- **Tarefas**
**A.** Segundo o trecho selecionado, em que artigo e lei está prevista a captação ilícita de sufrágio?
**B.** Por favor, liste todas as linhas das entradas que contêm a palavra "soccer".

- **Trecho selecionado**
########

RECURSOS. ELEIÇÕES 2020. JULGAMENTO CONJUNTO. REPRESENTAÇÃO. CAPTAÇÃO ILÍCITA DE SUFRÁGIO. AÇÃO DE INVESTIGAÇÃO JUDICIAL ELEITORAL – AIJE. ABUSO DE PODER ECONÔMICO E DE PODER POLÍTICO. CANDIDATO REELEITO VEREADOR. CONCORRENTES NÃO ELEITOS AOS CARGOS DE PREFEITO E VICE. SENTENÇA DE PROCEDÊNCIA DE AMBAS AS DEMANDAS. CASSAÇÃO DO DIPLOMA E DOS REGISTROS DE CANDIDATURA. IMPOSIÇÃO DE MULTA INDIVIDUAL. PRELIMINAR DE NULIDADE DA SENTENÇA. ALEGADA ILICITUDE DE GRAVAÇÃO AMBIENTAL EM VÍDEO. POSSIBILIDADE DESTE MEIO DE PROVA. JURISPRUDÊNCIA DO TSE. AUSÊNCIA DE SUPOSTO FLAGRANTE PREPARADO. REJEITADA A MATÉRIA PRELIMINAR. COMPROVADA A PRÁTICA DA CAPTAÇÃO ILÍCITA DE SUFRÁGIO. ART. 41–A DA LEI N. 9.504/97. NÃO CONFIGURADO O ABUSO DE PODER POLÍTICO E ECONÔMICO. ART. 14, § 9º, DA CONSTITUIÇÃO FEDERAL. CONDUTA DELITUOSA SEM POTENCIALIDADE LESIVA SUFICIENTE PARA AFETAR A LEGITIMIDADE DAS ELEIÇÕES. PROVIMENTO DO RECURSO CONTRA PROCEDÊNCIA DA AIJE, PARA JULGÁ–LA IMPROCEDENTE. DESPROVIMENTO DOS APELOS CONTRA A PROCEDÊNCIA DA REPRESENTAÇÃO POR CAPTAÇÃO ILÍCITA DE SUFRÁGIO. MANTIDAS AS SANÇÕES DE CASSAÇÃO DO DIPLOMA DO REPRESENTADO VEREADOR E A DECLARAÇÃO DA NULIDADE DOS VOTOS POR ELE OBTIDOS. CASSAÇÃO DOS REGISTROS DE CANDIDATURA DOS ASPIRANTES A PREFEITO E VICE. IMPOSIÇÃO DE MULTA, APLICADA DE FORMA INDIVIDUAL PARA CADA CANDIDATO. PREQUESTIONAMENTO DA MATÉRIA VERSADA.
1. Julgamento conjunto dos recursos interpostos por candidato reeleito ao cargo de vereador e por candidatos não eleitos aos cargos de prefeito e vice–prefeito contra sentenças de procedência de representação por captação ilícita de sufrágio (art. 41–A da Lei n. 9.504/97) e de ação de investigação judicial eleitoral – AIJE por abuso de poder político e de poder econômico (art. 14, § 9º, da CF e art. 22, inc. XIV, da LC n. 64/90). Condenação às sanções de cassação do diploma do vereador, declarando nulos os votos por ele obtidos, cassação dos registros de candidatura dos aspirantes a prefeito e vice, bem como ao pagamento de multa, de forma individual, aos representados, declarando a sua inelegibilidade para as eleições a se realizarem nos 8 (oito) anos subsequentes à eleição de 2020.

########

- **Lista de entradas**
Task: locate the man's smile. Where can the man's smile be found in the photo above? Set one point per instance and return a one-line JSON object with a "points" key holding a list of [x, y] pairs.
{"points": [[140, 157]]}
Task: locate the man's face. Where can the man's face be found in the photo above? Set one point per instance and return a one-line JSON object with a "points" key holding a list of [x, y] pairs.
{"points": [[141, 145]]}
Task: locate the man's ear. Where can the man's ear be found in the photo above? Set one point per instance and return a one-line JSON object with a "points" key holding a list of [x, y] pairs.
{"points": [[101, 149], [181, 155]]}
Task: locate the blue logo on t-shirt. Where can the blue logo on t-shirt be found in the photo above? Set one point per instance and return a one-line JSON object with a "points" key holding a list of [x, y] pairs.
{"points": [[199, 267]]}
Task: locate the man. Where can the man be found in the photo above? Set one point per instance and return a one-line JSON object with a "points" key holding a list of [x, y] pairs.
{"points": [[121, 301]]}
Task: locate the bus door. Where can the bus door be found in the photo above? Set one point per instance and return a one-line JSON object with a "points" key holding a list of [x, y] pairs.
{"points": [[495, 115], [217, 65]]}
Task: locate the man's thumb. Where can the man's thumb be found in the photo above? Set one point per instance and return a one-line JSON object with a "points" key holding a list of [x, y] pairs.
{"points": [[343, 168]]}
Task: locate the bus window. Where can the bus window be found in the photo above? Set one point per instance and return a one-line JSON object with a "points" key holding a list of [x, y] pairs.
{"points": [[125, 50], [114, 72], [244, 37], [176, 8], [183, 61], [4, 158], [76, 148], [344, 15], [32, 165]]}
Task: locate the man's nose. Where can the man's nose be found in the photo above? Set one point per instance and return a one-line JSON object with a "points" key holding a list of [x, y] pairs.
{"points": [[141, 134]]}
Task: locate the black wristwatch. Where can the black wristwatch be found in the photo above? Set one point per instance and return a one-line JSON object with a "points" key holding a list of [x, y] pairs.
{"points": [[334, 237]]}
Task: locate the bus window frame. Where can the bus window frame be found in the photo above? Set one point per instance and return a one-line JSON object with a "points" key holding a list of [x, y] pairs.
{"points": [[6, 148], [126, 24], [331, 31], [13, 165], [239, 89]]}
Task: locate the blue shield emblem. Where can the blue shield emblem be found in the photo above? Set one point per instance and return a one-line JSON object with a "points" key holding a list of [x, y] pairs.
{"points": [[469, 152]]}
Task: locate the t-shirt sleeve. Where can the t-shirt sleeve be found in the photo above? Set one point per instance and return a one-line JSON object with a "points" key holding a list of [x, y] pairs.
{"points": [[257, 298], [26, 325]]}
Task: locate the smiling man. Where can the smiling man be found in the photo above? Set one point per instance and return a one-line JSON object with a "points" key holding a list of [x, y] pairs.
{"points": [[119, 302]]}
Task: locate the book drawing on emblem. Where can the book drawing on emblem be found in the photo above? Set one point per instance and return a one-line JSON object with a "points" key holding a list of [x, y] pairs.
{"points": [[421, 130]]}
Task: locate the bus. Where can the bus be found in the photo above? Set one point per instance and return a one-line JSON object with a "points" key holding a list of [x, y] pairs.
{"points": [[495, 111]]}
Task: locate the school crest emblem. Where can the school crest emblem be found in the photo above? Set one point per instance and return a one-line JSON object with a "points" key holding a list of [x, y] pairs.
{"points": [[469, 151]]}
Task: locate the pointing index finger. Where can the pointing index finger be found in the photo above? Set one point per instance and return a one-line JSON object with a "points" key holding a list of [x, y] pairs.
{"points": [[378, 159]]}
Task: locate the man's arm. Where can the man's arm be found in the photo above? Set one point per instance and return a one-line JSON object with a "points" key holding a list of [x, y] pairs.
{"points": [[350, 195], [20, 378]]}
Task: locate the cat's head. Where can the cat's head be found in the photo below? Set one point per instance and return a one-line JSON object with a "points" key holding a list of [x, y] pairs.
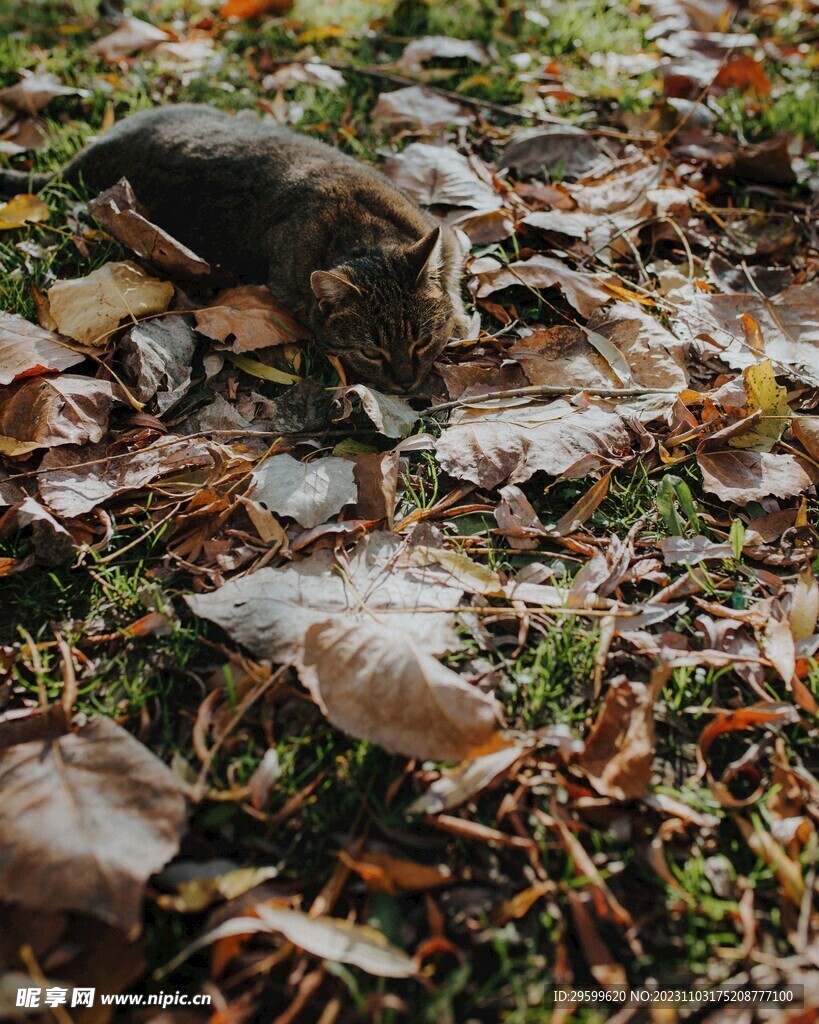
{"points": [[387, 315]]}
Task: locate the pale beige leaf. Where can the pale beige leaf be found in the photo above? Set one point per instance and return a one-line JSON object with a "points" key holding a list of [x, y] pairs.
{"points": [[33, 92], [434, 174], [27, 350], [585, 291], [392, 416], [79, 479], [308, 492], [85, 819], [270, 610], [749, 476], [130, 36], [248, 317], [616, 758], [459, 784], [804, 610], [329, 938], [374, 682], [490, 446], [118, 211], [43, 412]]}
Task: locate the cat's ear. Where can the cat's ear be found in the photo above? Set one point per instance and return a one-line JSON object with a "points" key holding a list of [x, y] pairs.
{"points": [[426, 256], [332, 287]]}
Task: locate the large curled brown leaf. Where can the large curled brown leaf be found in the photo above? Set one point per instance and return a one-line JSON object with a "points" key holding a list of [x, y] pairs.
{"points": [[585, 291], [493, 445], [373, 681], [270, 610], [749, 476], [90, 308], [43, 412], [84, 820], [419, 105]]}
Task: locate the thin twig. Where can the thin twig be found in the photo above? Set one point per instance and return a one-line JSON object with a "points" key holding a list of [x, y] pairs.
{"points": [[518, 113]]}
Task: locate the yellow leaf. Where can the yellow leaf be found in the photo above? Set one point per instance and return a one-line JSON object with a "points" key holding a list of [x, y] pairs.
{"points": [[10, 445], [256, 369], [765, 395], [22, 210], [805, 606], [626, 293]]}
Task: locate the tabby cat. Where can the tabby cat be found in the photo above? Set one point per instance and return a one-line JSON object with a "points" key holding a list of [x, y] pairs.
{"points": [[374, 274]]}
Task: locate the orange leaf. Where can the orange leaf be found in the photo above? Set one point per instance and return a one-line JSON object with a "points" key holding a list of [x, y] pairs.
{"points": [[745, 74], [253, 8], [385, 873]]}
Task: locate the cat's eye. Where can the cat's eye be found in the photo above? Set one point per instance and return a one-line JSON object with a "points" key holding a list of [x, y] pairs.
{"points": [[371, 358]]}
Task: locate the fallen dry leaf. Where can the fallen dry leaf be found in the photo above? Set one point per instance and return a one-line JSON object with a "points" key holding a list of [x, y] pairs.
{"points": [[248, 317], [517, 519], [308, 492], [330, 938], [90, 308], [130, 36], [43, 412], [24, 135], [788, 324], [691, 550], [118, 211], [85, 819], [585, 291], [744, 74], [459, 784], [391, 415], [79, 479], [270, 610], [28, 350], [804, 610], [374, 682], [310, 73], [23, 209], [749, 476], [419, 107], [52, 543], [434, 174], [377, 480], [157, 358], [493, 445], [253, 8], [765, 395], [33, 92]]}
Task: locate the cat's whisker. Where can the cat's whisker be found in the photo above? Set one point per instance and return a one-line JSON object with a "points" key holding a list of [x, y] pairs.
{"points": [[338, 366]]}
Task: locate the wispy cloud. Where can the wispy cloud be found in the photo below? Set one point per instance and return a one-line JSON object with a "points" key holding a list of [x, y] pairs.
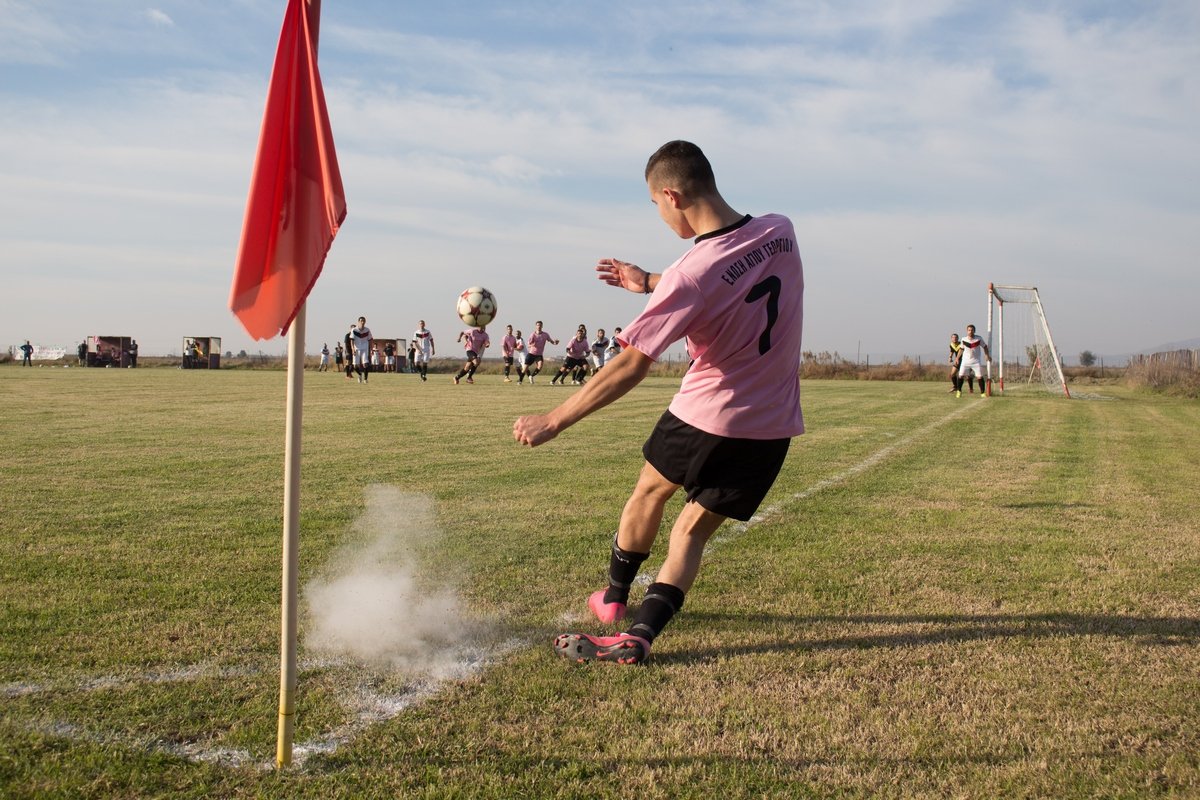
{"points": [[160, 17]]}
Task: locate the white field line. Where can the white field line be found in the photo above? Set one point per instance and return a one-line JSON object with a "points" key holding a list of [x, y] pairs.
{"points": [[367, 705]]}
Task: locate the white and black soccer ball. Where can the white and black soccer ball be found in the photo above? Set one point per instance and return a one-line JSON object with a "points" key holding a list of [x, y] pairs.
{"points": [[477, 306]]}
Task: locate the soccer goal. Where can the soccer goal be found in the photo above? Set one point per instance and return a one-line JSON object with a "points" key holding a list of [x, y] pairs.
{"points": [[1025, 349]]}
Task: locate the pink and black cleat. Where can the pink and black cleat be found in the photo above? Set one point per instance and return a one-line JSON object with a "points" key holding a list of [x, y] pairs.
{"points": [[622, 649]]}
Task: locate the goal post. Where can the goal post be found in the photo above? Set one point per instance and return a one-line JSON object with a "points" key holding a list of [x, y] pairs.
{"points": [[1025, 350]]}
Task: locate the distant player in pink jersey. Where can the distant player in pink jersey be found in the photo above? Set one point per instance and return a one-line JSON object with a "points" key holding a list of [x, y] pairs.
{"points": [[535, 349], [737, 296], [508, 347], [576, 358], [474, 342], [423, 350]]}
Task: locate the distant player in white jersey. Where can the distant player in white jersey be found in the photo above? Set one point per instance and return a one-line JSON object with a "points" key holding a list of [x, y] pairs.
{"points": [[971, 366], [613, 346], [474, 342], [423, 349], [519, 358], [599, 350], [363, 341]]}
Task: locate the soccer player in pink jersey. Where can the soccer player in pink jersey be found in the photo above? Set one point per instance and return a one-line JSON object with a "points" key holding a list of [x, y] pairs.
{"points": [[535, 349], [474, 342], [508, 347], [737, 296], [576, 358]]}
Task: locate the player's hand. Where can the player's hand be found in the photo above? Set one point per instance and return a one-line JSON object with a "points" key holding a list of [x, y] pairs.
{"points": [[533, 431], [621, 274]]}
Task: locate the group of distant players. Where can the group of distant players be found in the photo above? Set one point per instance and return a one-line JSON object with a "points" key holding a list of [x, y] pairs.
{"points": [[527, 358], [966, 361], [358, 354]]}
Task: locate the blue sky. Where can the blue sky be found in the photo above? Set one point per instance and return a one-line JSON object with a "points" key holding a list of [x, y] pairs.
{"points": [[922, 149]]}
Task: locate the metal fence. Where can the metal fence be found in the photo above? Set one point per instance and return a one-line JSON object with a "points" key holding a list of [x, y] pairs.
{"points": [[1187, 360]]}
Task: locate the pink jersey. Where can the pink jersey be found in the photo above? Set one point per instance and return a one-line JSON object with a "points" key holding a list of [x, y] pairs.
{"points": [[577, 348], [738, 298], [537, 342], [475, 340]]}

########

- **Respostas do exercício**
**A.** No art. 41-A da Lei n. 9.504/97.

**B.**
Task: locate the white and black soccer ball. Where can the white and black soccer ball be found in the photo above? Set one point per instance and return a one-line JSON object with a "points" key holding a list of [x, y] pairs.
Task: locate the soccer goal. Where can the soccer goal be found in the photo above? Set one point per instance and return a one-line JSON object with a "points" key holding a list of [x, y] pairs.
Task: locate the soccer player in pink jersey. Where can the soccer player in pink jersey be found in the photo above? Set one point per instance and return a one-line JSON object with a "points" key holding a list of [x, y] pairs.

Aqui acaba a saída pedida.